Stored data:
◆ ◆ ◆ ◆ ◆ ◆ ◆
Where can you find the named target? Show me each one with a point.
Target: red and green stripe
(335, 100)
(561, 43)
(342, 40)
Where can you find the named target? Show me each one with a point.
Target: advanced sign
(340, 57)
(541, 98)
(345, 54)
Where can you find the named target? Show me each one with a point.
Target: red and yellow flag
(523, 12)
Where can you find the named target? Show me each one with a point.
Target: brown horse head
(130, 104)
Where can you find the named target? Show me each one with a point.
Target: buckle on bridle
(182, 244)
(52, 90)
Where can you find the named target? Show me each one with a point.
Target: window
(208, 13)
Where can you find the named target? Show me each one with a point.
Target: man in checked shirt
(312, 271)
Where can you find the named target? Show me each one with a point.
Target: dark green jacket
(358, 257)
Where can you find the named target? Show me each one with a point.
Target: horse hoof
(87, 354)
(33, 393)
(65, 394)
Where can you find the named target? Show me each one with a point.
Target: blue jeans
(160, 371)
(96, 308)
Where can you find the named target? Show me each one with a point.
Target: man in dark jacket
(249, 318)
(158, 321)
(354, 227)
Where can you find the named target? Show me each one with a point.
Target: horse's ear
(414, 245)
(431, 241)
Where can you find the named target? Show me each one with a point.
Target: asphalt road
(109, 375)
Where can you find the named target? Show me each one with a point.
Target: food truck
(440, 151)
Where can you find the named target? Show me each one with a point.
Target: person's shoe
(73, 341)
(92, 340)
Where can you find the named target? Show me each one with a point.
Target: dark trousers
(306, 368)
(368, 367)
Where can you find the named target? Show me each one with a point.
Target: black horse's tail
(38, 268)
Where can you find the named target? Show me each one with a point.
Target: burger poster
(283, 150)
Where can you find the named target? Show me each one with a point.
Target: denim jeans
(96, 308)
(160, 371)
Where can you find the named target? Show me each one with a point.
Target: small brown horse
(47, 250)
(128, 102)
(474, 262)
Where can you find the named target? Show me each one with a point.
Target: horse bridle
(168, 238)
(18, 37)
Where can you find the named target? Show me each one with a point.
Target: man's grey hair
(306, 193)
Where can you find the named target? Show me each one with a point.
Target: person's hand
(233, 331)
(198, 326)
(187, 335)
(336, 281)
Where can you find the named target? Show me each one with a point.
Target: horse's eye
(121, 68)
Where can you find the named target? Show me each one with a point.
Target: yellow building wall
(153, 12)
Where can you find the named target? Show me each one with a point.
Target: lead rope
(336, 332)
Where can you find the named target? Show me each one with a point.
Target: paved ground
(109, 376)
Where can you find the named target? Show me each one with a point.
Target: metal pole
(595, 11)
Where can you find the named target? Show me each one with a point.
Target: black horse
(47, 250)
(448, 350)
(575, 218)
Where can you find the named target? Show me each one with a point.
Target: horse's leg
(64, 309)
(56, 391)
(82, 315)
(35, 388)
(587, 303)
◆ ◆ ◆ ◆ ◆ ◆ ◆
What to produce:
All the records, as written, must be given again.

Task result:
Where can you find the named target? Show me each one with a point.
Target: red and green stripe
(335, 100)
(561, 43)
(342, 40)
Where can you find the named target? Show me each one with a point.
Target: advanced sign
(340, 57)
(541, 98)
(345, 54)
Where can you find the named target? Show me each one with a point.
Target: red and yellow flag
(523, 12)
Where can you find the named target? Show me each one with a point.
Target: brown horse head
(130, 104)
Where can you find the named target? Show me each one with a point.
Target: buckle on bridle
(182, 244)
(52, 90)
Where can you find the named target? Show me each one with a point.
Target: window
(208, 13)
Where can you find the named target? Show me each one with a point.
Target: man in checked shirt
(312, 271)
Where can you find the named target? Show me each one with a point.
Target: dark green jacket
(358, 257)
Where can you find the named target? Show me each one with a point.
Target: horse hoof
(87, 354)
(33, 393)
(65, 394)
Where can you find the named target? Show me each one with a point.
Target: blue jeans
(160, 371)
(96, 308)
Where can you find the named target? Show me each one with a point.
Target: man in dark jacket
(249, 318)
(158, 321)
(354, 227)
Where can you find the named target? Show me each one with a point.
Target: horse's ear
(414, 245)
(431, 241)
Where can you find the named target? Show me each one with a point.
Target: asphalt road
(109, 375)
Where can you find the named target? Show me each one with a point.
Target: food truck
(440, 151)
Where can you find the named target? Show me each one with a point.
Target: person's shoe
(73, 341)
(92, 340)
Where can you find the named target? Show me each one with a point.
Target: dark trousers
(306, 368)
(368, 367)
Where can you find the named target? Show me each one with a point.
Target: black horse's tail
(38, 268)
Where can you find the named target? Show me each one with a point.
Target: burger poster
(283, 150)
Where can you find the named target? Show me each one with a point.
Target: denim jeans
(96, 308)
(160, 371)
Where can you find the named target? Show me each one with a point.
Target: small brown horse
(47, 250)
(128, 102)
(474, 262)
Where can you find the named target? Show me each one with a point.
Target: horse bridle
(168, 238)
(18, 37)
Where can you find the named target? Show me each one with a point.
Target: man's grey hair
(306, 193)
Where can you find the named target? Show me each one with a point.
Target: person's hand
(233, 331)
(198, 326)
(187, 335)
(336, 281)
Where can you find the named target? Show me each one with a point.
Target: horse's eye
(121, 68)
Where can you find the named target? Show me each one with a point.
Target: yellow building wall
(153, 12)
Where can you find the named target? Show me each one with a point.
Target: lead rope
(336, 332)
Where can you find the named target? Show me each one with a point.
Target: paved ground
(109, 376)
Where can you find the named target? Show me each one with a point.
Target: metal pole
(595, 11)
Where can you find the named target? Show me each one with a point.
Target: black horse
(47, 250)
(448, 350)
(575, 218)
Where can you find the named target? Show me each one with a point.
Target: horse's leg
(64, 309)
(56, 391)
(82, 315)
(35, 388)
(587, 303)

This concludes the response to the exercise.